- _Requirements_
Rewrite the items from the line with "Can you see the white wall?" through the line with "[[41, 220]]", changing "Place a marker" to "Put a pin" and leaving the rest as it is.

┄┄┄┄┄┄┄┄┄┄┄┄┄┄┄┄┄┄┄┄

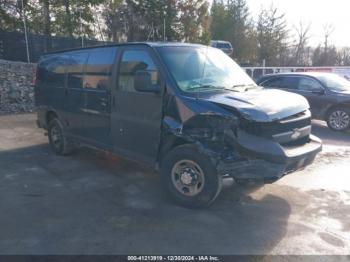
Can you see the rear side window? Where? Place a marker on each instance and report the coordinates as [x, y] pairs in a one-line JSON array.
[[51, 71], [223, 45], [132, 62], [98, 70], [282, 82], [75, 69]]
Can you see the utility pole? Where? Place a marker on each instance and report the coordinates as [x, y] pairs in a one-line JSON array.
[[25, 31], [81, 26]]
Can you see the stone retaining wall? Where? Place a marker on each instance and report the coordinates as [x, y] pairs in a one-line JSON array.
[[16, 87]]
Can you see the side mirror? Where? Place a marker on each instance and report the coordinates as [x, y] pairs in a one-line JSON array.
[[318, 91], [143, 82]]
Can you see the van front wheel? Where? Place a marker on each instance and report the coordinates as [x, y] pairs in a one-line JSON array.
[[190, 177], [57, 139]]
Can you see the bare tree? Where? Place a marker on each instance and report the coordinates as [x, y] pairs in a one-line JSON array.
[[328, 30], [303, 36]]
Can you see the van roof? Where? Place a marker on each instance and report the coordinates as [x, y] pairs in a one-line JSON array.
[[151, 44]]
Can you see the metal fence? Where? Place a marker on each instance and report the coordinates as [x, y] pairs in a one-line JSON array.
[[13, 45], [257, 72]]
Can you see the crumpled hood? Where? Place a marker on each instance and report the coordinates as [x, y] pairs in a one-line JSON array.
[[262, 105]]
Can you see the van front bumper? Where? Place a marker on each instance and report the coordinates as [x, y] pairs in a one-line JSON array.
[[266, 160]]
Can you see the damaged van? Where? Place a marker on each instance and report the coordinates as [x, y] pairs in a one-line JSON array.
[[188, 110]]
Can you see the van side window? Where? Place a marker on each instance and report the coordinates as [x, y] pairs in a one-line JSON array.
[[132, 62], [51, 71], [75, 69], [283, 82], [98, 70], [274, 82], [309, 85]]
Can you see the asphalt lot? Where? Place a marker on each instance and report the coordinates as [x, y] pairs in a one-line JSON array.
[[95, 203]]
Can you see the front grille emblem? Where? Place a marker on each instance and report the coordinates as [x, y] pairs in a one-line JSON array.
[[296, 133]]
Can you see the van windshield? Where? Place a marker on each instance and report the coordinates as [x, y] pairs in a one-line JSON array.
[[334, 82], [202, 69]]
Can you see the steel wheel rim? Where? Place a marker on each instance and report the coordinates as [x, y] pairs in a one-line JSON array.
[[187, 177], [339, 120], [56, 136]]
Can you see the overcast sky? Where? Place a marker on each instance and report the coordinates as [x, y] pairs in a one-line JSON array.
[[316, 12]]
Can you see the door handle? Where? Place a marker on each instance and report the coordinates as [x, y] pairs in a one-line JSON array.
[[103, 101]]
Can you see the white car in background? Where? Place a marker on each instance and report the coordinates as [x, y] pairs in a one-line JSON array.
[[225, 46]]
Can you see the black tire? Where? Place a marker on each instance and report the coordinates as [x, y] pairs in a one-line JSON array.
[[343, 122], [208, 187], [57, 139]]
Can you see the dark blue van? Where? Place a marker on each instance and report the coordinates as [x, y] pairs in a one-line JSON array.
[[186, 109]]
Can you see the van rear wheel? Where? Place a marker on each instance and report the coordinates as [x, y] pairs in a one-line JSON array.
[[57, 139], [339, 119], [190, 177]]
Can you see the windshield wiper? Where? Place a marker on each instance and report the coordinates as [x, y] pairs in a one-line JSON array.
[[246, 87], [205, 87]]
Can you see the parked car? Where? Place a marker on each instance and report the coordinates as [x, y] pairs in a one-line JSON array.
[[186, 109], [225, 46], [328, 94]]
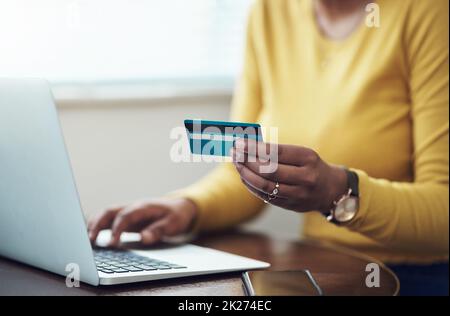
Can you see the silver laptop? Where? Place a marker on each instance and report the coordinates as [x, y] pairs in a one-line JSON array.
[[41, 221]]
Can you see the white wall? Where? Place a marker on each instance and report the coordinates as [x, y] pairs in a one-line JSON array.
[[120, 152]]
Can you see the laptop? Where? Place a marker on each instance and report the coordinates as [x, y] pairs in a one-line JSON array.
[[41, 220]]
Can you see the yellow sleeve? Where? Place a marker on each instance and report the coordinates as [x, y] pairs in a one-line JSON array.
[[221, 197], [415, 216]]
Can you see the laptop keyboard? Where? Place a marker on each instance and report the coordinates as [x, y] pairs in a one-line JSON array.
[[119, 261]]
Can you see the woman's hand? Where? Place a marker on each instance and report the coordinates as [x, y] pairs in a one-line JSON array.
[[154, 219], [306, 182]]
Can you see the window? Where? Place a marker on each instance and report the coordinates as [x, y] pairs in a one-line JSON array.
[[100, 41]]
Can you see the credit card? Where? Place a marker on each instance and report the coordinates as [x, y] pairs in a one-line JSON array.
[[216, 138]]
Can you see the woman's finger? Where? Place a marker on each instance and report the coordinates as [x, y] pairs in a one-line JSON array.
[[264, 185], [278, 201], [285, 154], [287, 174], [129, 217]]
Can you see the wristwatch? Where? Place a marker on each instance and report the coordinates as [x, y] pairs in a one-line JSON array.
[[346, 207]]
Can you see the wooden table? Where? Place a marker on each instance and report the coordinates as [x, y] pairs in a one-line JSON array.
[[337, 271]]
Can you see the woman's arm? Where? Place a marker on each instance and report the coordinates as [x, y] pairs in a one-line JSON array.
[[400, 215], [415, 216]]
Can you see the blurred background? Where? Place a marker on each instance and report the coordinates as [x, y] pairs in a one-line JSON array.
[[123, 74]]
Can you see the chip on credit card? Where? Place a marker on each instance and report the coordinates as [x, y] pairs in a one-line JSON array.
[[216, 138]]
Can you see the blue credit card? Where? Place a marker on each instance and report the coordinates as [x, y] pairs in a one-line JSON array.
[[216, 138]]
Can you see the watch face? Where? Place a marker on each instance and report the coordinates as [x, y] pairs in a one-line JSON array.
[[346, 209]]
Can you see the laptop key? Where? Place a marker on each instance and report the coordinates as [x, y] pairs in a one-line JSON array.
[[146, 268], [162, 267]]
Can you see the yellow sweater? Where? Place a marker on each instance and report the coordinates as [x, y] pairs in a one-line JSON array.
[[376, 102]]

┄┄┄┄┄┄┄┄┄┄┄┄┄┄┄┄┄┄┄┄

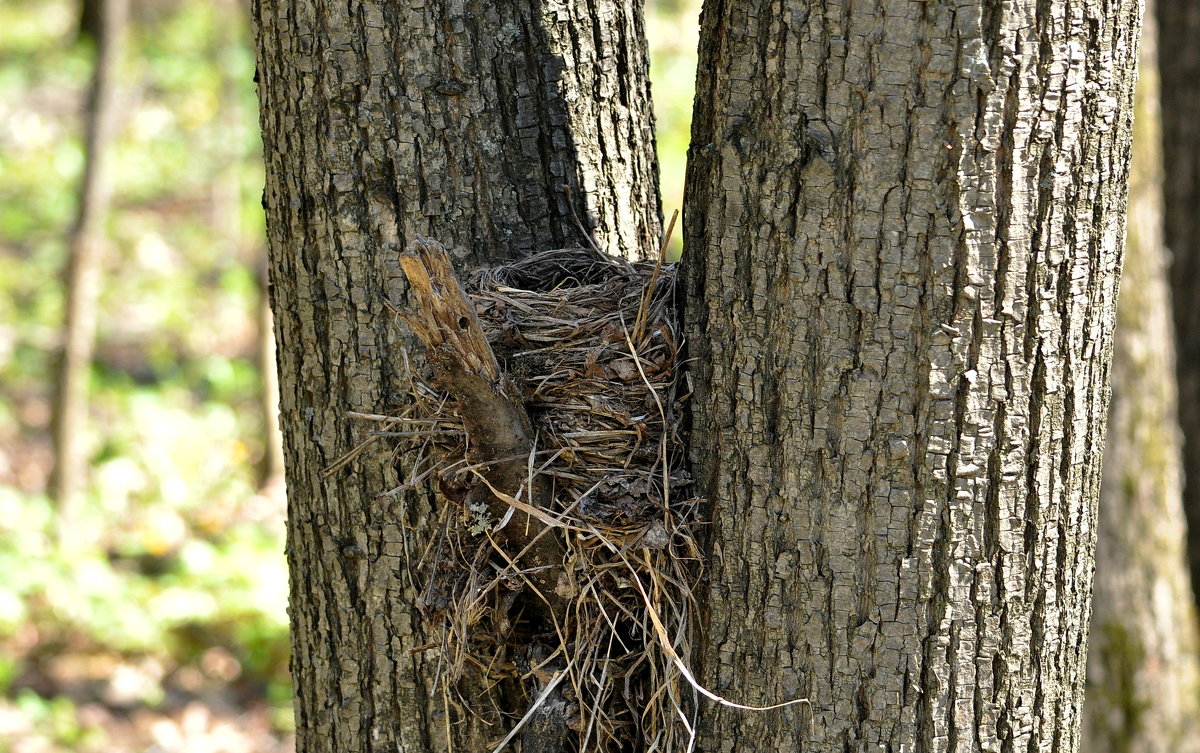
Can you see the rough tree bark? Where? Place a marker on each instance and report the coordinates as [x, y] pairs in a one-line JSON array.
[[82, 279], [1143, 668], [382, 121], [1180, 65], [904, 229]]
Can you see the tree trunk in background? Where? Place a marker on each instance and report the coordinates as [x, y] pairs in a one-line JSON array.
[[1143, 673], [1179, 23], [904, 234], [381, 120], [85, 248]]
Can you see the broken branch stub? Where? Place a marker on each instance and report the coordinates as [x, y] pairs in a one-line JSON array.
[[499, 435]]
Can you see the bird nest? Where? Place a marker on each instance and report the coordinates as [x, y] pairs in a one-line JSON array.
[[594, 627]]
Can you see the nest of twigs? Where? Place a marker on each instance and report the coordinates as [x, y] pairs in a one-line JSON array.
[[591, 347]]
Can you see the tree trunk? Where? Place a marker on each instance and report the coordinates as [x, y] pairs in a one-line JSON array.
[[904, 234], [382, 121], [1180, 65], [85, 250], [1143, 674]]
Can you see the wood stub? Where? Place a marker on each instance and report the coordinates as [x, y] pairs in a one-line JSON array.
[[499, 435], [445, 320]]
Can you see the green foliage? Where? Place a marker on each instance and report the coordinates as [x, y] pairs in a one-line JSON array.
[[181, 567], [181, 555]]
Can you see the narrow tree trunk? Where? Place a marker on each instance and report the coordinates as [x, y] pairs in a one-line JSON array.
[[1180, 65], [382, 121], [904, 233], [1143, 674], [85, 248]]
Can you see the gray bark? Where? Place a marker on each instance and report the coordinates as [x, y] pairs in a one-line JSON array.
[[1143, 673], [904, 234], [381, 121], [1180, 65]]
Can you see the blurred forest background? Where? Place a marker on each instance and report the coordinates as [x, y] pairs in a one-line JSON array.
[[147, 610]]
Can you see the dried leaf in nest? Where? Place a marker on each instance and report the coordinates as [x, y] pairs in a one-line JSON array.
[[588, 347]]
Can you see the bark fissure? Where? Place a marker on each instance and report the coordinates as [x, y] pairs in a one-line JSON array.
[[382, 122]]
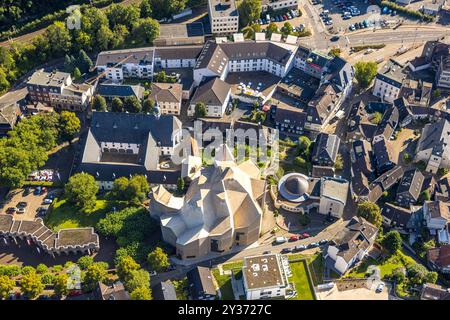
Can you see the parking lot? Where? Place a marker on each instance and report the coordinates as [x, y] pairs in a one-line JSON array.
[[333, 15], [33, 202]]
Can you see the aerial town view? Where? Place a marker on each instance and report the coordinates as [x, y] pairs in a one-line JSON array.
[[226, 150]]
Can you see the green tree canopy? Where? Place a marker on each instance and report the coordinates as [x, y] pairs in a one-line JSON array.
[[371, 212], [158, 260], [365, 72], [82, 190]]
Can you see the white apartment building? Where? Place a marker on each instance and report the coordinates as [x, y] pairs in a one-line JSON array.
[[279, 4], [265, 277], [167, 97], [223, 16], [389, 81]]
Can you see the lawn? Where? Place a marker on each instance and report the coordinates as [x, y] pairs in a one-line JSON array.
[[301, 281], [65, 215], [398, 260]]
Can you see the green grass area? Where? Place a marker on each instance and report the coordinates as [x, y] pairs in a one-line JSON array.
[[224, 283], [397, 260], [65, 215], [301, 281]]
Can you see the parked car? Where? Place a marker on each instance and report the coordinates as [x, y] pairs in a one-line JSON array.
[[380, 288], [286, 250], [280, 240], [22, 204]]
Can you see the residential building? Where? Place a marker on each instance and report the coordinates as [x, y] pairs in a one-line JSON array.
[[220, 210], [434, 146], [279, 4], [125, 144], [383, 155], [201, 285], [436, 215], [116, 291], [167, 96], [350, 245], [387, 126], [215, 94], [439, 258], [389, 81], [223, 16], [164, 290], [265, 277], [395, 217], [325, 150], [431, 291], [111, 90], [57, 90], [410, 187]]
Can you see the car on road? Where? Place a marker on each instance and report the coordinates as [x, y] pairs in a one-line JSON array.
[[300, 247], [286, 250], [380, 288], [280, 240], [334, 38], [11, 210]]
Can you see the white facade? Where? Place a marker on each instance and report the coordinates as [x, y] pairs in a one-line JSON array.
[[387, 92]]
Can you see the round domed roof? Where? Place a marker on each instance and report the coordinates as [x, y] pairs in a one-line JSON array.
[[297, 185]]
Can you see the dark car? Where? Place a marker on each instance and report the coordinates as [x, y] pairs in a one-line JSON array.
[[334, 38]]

┄┄┄┄┄┄┄┄┄┄┄┄┄┄┄┄┄┄┄┄

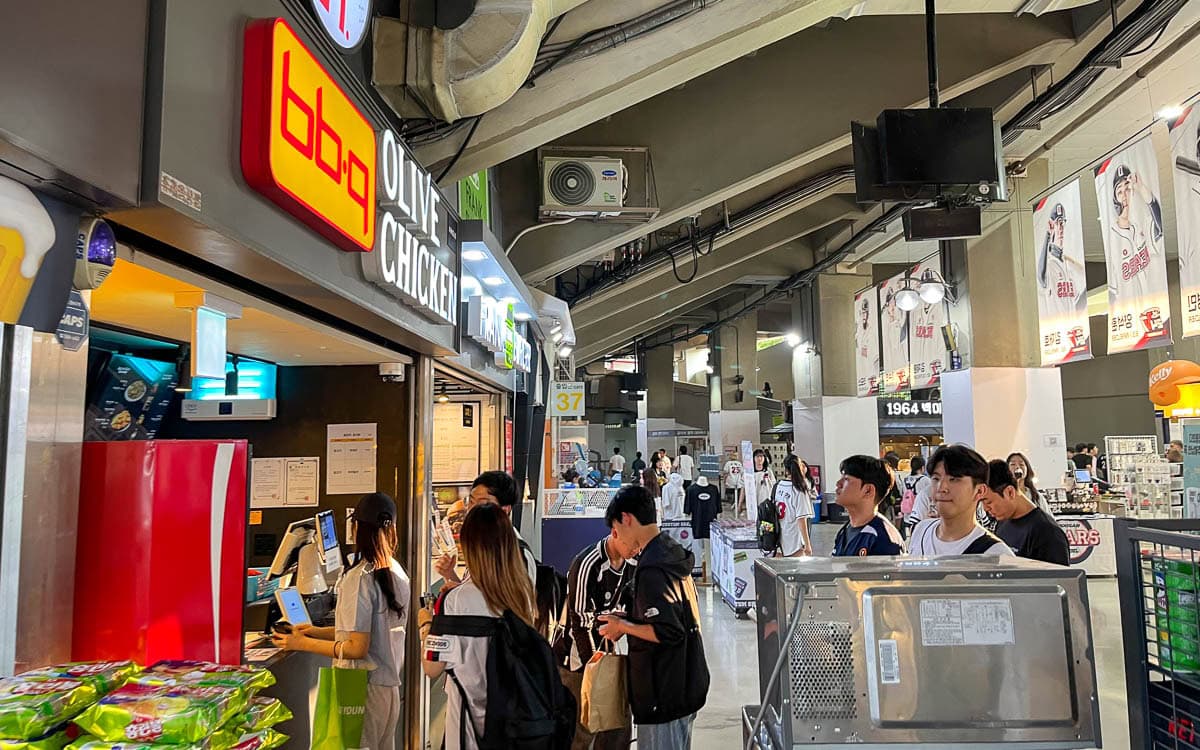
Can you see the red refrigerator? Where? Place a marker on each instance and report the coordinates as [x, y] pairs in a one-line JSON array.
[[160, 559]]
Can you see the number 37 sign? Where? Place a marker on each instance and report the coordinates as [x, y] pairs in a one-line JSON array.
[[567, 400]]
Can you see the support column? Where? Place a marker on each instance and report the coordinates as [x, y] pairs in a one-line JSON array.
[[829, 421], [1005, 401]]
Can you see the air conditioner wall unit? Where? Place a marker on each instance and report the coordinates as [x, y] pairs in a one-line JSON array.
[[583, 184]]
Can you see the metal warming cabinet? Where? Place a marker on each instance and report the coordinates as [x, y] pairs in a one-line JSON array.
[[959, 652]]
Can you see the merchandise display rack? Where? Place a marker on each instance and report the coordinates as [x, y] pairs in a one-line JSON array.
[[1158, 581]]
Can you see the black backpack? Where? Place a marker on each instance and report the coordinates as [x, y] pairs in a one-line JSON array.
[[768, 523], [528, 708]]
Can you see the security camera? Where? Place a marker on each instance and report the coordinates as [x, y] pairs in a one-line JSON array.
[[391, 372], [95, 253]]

┄┄┄┄┄┄┄┄┄┄┄┄┄┄┄┄┄┄┄┄

- _Solved exercise_
Can you see the white wall? Where? Put a pin on each instance and report the coordinates as [x, y] pairs in a one-line JSON array.
[[120, 152]]
Can you see the laptop? Where? Put a pin on each instance and report the coordinates as [x, y] pairs in a one-line JSON array.
[[41, 220]]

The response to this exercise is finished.